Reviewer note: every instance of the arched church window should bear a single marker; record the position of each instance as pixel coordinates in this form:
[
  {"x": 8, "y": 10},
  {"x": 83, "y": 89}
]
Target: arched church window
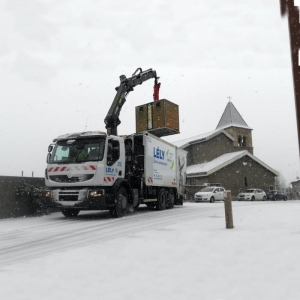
[
  {"x": 244, "y": 143},
  {"x": 239, "y": 141}
]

####

## What you will do
Rewrite every line of the material above, including the request text, but shift each pixel coordinate in the answers by adding 38 to it. Leave the format sample unchanged and omit the picture.

## Correct output
Reviewer note: every instance of the arched church window should bear a single marker; record the position of each instance as pixel coordinates in this form:
[
  {"x": 8, "y": 10},
  {"x": 83, "y": 89}
]
Target: arched church window
[
  {"x": 282, "y": 181},
  {"x": 277, "y": 179}
]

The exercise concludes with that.